__THE TASK__. Copy the lines below verbatim, beginning with the line that includes "Reviewer note: confirm that each instance of the rock" and continuing to the end; leave out everything before it.

Position identification records:

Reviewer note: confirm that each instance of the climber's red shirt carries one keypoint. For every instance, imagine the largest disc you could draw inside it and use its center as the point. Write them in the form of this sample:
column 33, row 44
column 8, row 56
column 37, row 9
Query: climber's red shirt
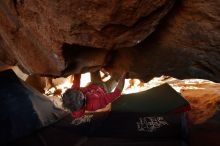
column 96, row 97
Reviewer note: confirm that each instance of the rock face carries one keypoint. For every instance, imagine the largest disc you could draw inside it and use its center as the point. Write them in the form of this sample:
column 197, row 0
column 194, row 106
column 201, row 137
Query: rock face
column 186, row 45
column 176, row 38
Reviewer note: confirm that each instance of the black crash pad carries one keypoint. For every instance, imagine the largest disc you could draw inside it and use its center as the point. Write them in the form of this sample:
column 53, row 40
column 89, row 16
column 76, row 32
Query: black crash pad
column 158, row 100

__RESPONSE FOR THIS EXERCISE__.
Reviewer note: confirm that each instance of the rock face carries one keypoint. For every instance, imagine the largest disc you could draw inside it and use its center as the point. Write them in the form of this sample:
column 197, row 0
column 194, row 106
column 201, row 137
Query: rock face
column 186, row 45
column 176, row 38
Reviewer note: confirm that each instance of the black crash pad carries one keypoint. For every instance, imagine the largest disc you could draw inside it and use its center as the point. Write them in the form of this sample:
column 53, row 40
column 89, row 16
column 76, row 32
Query: black crash pad
column 158, row 100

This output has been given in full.